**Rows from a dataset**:
========================================================================

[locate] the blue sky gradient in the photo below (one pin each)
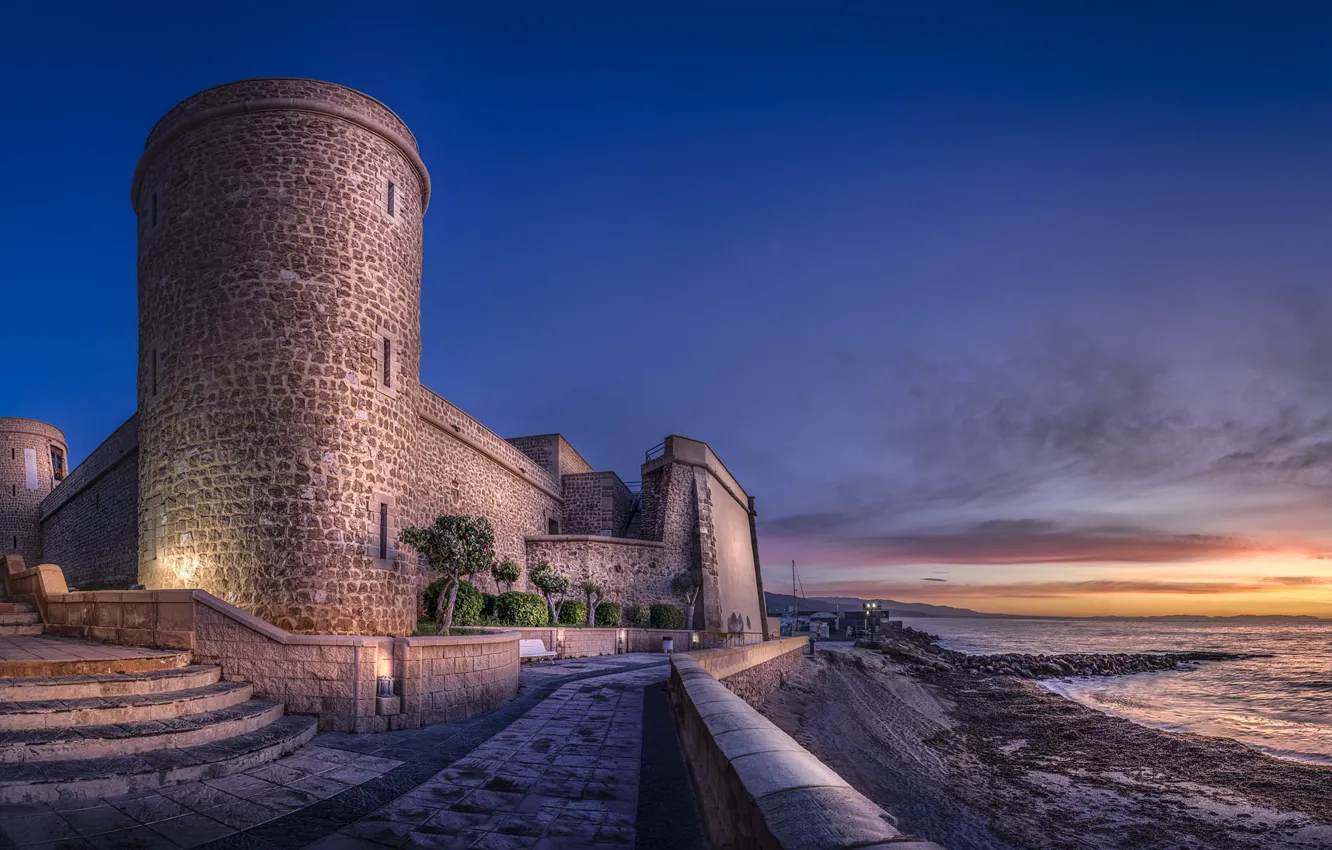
(1030, 297)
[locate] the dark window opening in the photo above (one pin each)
(384, 530)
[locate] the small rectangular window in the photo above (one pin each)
(384, 532)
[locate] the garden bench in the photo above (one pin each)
(533, 649)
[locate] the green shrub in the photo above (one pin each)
(466, 608)
(666, 616)
(521, 609)
(573, 613)
(608, 614)
(638, 616)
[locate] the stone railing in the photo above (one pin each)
(331, 676)
(755, 785)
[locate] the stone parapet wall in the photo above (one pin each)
(629, 570)
(89, 524)
(755, 786)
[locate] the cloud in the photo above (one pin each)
(1015, 541)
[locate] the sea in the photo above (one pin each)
(1280, 705)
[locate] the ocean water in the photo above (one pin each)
(1280, 705)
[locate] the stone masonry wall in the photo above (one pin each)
(594, 502)
(20, 493)
(453, 474)
(89, 524)
(630, 572)
(271, 277)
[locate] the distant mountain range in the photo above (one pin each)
(781, 601)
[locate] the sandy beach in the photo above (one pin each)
(998, 762)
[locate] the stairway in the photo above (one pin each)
(125, 724)
(19, 618)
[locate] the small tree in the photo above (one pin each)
(552, 584)
(686, 588)
(506, 572)
(593, 593)
(456, 546)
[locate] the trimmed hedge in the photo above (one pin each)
(573, 613)
(638, 616)
(666, 616)
(521, 609)
(608, 614)
(466, 608)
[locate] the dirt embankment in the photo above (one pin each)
(995, 762)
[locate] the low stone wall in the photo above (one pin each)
(755, 785)
(329, 676)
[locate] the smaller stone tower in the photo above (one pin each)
(33, 458)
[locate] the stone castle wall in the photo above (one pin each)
(272, 275)
(27, 477)
(89, 522)
(283, 438)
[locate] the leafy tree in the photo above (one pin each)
(552, 584)
(506, 572)
(638, 616)
(593, 593)
(608, 614)
(666, 616)
(456, 546)
(573, 613)
(686, 588)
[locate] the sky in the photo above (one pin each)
(1016, 307)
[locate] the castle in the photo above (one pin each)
(283, 437)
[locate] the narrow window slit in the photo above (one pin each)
(384, 530)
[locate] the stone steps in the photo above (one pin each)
(149, 660)
(124, 709)
(71, 742)
(87, 718)
(107, 684)
(143, 772)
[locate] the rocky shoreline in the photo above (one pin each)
(921, 648)
(994, 761)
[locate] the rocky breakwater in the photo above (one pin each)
(921, 648)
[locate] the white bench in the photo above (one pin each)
(533, 649)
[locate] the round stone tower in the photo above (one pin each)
(279, 352)
(33, 458)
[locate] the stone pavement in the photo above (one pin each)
(558, 766)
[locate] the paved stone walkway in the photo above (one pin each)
(51, 648)
(558, 766)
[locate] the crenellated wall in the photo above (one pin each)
(89, 522)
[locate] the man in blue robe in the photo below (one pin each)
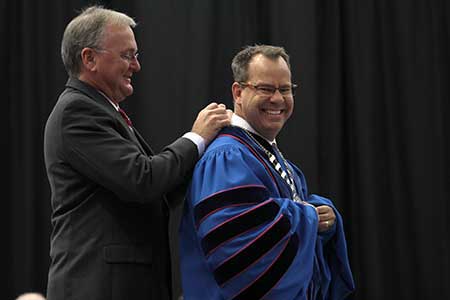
(250, 229)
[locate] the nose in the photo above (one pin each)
(136, 66)
(276, 97)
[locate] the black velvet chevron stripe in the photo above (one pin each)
(253, 252)
(269, 279)
(245, 194)
(240, 224)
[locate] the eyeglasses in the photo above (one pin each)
(269, 90)
(129, 56)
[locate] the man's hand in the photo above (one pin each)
(210, 120)
(326, 217)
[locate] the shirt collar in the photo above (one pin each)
(114, 104)
(241, 122)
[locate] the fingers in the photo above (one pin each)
(327, 218)
(211, 119)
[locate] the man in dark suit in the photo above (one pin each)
(111, 194)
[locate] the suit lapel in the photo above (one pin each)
(132, 135)
(148, 150)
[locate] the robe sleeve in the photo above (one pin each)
(333, 272)
(254, 242)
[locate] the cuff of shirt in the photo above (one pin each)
(197, 140)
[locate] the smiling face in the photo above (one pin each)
(266, 114)
(109, 70)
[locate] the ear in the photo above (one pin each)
(236, 90)
(88, 58)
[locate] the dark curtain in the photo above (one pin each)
(370, 127)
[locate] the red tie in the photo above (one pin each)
(125, 117)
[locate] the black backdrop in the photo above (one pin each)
(370, 127)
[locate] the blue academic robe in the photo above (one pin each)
(242, 237)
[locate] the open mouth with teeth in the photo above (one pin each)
(273, 112)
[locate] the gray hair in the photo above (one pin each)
(240, 62)
(86, 30)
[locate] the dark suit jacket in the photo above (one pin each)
(109, 201)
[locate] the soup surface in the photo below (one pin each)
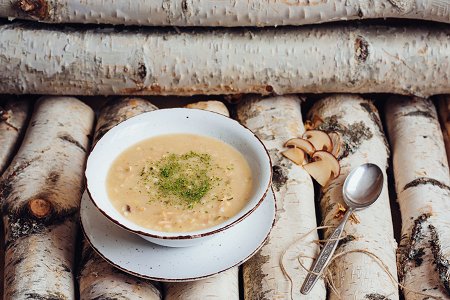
(179, 182)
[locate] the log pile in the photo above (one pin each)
(273, 77)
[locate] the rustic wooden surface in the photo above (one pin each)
(166, 102)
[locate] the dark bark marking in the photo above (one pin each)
(23, 223)
(352, 135)
(66, 268)
(424, 181)
(375, 296)
(6, 183)
(373, 113)
(34, 8)
(408, 252)
(256, 277)
(52, 178)
(420, 113)
(279, 177)
(142, 71)
(5, 116)
(346, 240)
(115, 296)
(400, 5)
(184, 7)
(50, 296)
(360, 13)
(442, 263)
(68, 138)
(361, 49)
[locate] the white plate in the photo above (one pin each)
(139, 257)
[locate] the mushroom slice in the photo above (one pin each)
(319, 170)
(336, 141)
(319, 139)
(302, 144)
(332, 162)
(324, 167)
(294, 154)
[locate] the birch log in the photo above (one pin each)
(40, 194)
(318, 59)
(275, 120)
(98, 279)
(226, 282)
(422, 181)
(444, 112)
(357, 275)
(14, 114)
(221, 13)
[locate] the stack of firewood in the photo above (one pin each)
(44, 145)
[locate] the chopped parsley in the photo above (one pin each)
(185, 177)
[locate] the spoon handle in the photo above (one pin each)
(324, 256)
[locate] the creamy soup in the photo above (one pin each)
(179, 182)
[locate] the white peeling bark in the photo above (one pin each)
(98, 279)
(40, 194)
(357, 275)
(322, 59)
(275, 120)
(221, 13)
(211, 105)
(14, 114)
(223, 286)
(226, 282)
(422, 182)
(444, 113)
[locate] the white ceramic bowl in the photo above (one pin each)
(169, 121)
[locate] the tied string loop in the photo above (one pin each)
(327, 275)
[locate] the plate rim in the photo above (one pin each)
(162, 279)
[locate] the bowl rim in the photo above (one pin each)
(188, 234)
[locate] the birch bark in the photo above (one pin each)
(40, 194)
(322, 59)
(357, 275)
(14, 114)
(275, 120)
(98, 279)
(422, 180)
(221, 13)
(444, 113)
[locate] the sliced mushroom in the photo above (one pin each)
(329, 158)
(294, 154)
(336, 141)
(319, 139)
(324, 167)
(302, 144)
(319, 170)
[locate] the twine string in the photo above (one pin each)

========================================================================

**WHAT THIS TASK INVOLVES**:
Exclude every picture and copy the remaining data exactly.

**TASK OUTPUT**:
[locate] the blue sky gradient in the photo below (one pin each)
(1030, 297)
[locate] the dark window opening in the photo above (one pin each)
(384, 530)
[locate] the small rectangular window in the photo above (one pin each)
(384, 532)
[locate] the garden bench in the photo above (one pin each)
(533, 649)
[locate] the green shrub in the photo above (one pin each)
(466, 608)
(666, 616)
(521, 609)
(573, 613)
(608, 614)
(638, 616)
[locate] the stone railing in the photo above (one pin each)
(331, 676)
(755, 785)
[locate] the stone parapet wall in the photo above (one pin each)
(629, 570)
(89, 524)
(755, 786)
[locate] the cloud in the photo above (one pin each)
(1015, 541)
[locate] the sea in the photo above (one pin each)
(1280, 705)
[locate] the ocean water in the photo above (one pin each)
(1280, 705)
[locate] the stone masonry wall in the photo above (one pin each)
(594, 502)
(20, 493)
(453, 474)
(89, 524)
(630, 572)
(271, 277)
[locate] the distant mountain range in the photo above (one pin each)
(781, 601)
[locate] the sandy beach in the photo above (one pin each)
(998, 762)
[locate] the stairway in the photo above (one pin each)
(125, 724)
(19, 618)
[locate] the small tree in the photo above (one pin each)
(552, 584)
(686, 588)
(506, 572)
(593, 593)
(456, 546)
[locate] the trimmed hedge in the photo above (one pin each)
(573, 613)
(638, 616)
(666, 616)
(521, 609)
(608, 614)
(466, 608)
[locate] the dirt embankment in the photo above (one pin each)
(995, 762)
[locate] the low stone wall in the photo above (one pin each)
(755, 785)
(329, 676)
[locate] the smaller stone tower in the photo above (one pin each)
(33, 458)
[locate] the stone castle wall in the photo above (one pin each)
(272, 275)
(27, 477)
(89, 522)
(283, 438)
[locate] the leafy tree in the photo above (one pin each)
(552, 584)
(506, 572)
(638, 616)
(593, 593)
(608, 614)
(666, 616)
(456, 546)
(573, 613)
(686, 588)
[locate] the sky in the photo above (one pin each)
(1016, 307)
[locate] the castle in the photo above (one pin each)
(283, 437)
[locate] the narrow window slit in the photo above (one pin each)
(384, 530)
[locate] the stone steps in the photo above (one pin each)
(149, 660)
(124, 709)
(71, 742)
(87, 718)
(107, 684)
(143, 772)
[locate] the rocky shoreline in the photo above (one pin each)
(921, 648)
(994, 761)
[locate] the rocky breakwater in the photo above (one pin each)
(921, 648)
[locate] the white bench in the photo above (one pin each)
(533, 649)
[locate] the round stone tower in the photo above (one pin each)
(279, 352)
(33, 458)
[locate] the stone pavement in the photo above (one pin each)
(558, 766)
[locate] the paved stone walkway in the photo above (one pin each)
(51, 648)
(558, 766)
[locate] the crenellated wall in the photo above (one pin each)
(89, 522)
[locate] the man in blue robe in the photo below (one pin each)
(250, 229)
[locate] the nose in the photo above (one pin each)
(136, 66)
(276, 97)
[locate] the black velvet chevron stripe in the photo above (one pin each)
(253, 252)
(269, 279)
(245, 194)
(240, 224)
[locate] the eyeglasses in the photo above (one pin each)
(269, 90)
(129, 56)
[locate] the man's hand in the photo above (one pin each)
(210, 120)
(326, 217)
[locate] the shirt collar in the photo above (one pin each)
(114, 104)
(241, 122)
[locate] the fingers in the photo above (one pin each)
(327, 218)
(211, 119)
[locate] the man in dark suit in the photo above (one pin each)
(111, 194)
[locate] the suit lapel in the photo above (one pin each)
(132, 135)
(148, 150)
[locate] the robe sleeve in the photo above (one pin each)
(333, 272)
(254, 242)
[locate] the cuff of shirt in the photo above (one pin each)
(197, 140)
[locate] the smiling face in the photo above (one pin each)
(266, 114)
(109, 70)
[locate] the ear in the photo above (one pin each)
(236, 90)
(88, 58)
[locate] the dark curtain in the photo above (one pin each)
(370, 127)
[locate] the red tie in the photo above (one pin each)
(125, 117)
[locate] the black backdrop in the photo above (one pin each)
(370, 127)
[locate] the blue academic robe in the photo above (one pin each)
(242, 237)
[locate] the open mouth with teeth in the photo above (one pin each)
(273, 112)
[locate] the gray hair in the photo above (one pin each)
(240, 62)
(86, 30)
[locate] the dark suit jacket in the photo above (one pin each)
(109, 201)
[locate] the soup surface in the photo below (one pin each)
(179, 182)
[locate] the log pile in the photo above (one pin each)
(273, 77)
[locate] the rustic wooden surface in the photo above (one pin each)
(166, 102)
[locate] the dark bark marking in the photo above (one pin each)
(23, 223)
(352, 135)
(66, 268)
(424, 181)
(375, 296)
(6, 183)
(373, 113)
(34, 8)
(408, 252)
(256, 277)
(52, 178)
(420, 113)
(279, 177)
(142, 71)
(5, 116)
(346, 240)
(115, 296)
(400, 5)
(184, 7)
(50, 296)
(360, 13)
(442, 263)
(68, 138)
(361, 49)
[locate] the white plate in the photo above (one pin each)
(139, 257)
[locate] the mushroom slice in the photo above (one pin each)
(319, 170)
(336, 141)
(319, 139)
(302, 144)
(332, 162)
(324, 167)
(294, 154)
[locate] the birch log in the photo above (one pin each)
(40, 194)
(318, 59)
(275, 120)
(98, 279)
(226, 282)
(422, 181)
(444, 112)
(357, 275)
(14, 114)
(221, 13)
[locate] the stack of firewood in the photo above (one pin each)
(44, 145)
[locate] the chopped parsley in the photo above (one pin each)
(185, 177)
[locate] the spoon handle in the photo above (one pin each)
(324, 256)
[locate] the creamy soup in the photo above (one pin each)
(179, 182)
[locate] the white peeling bark in the photo above (one pin each)
(98, 279)
(40, 194)
(357, 275)
(322, 59)
(275, 120)
(221, 13)
(211, 105)
(14, 114)
(223, 286)
(226, 282)
(422, 182)
(444, 113)
[locate] the white ceramic bowl in the photo above (one pin each)
(169, 121)
[locate] the tied string loop in the photo above (one pin each)
(327, 275)
[locate] the plate rim in the photo above (one pin each)
(162, 279)
[locate] the bowl rim in the photo above (one pin each)
(188, 234)
[locate] the birch bark in the photo above (one pin each)
(40, 194)
(322, 59)
(357, 275)
(14, 114)
(275, 120)
(98, 279)
(422, 180)
(221, 13)
(444, 113)
[locate] the sliced mushroom in the photo above (one pin each)
(329, 158)
(294, 154)
(336, 141)
(319, 139)
(324, 167)
(302, 144)
(319, 170)
[locate] the twine string in the photo above (one pin each)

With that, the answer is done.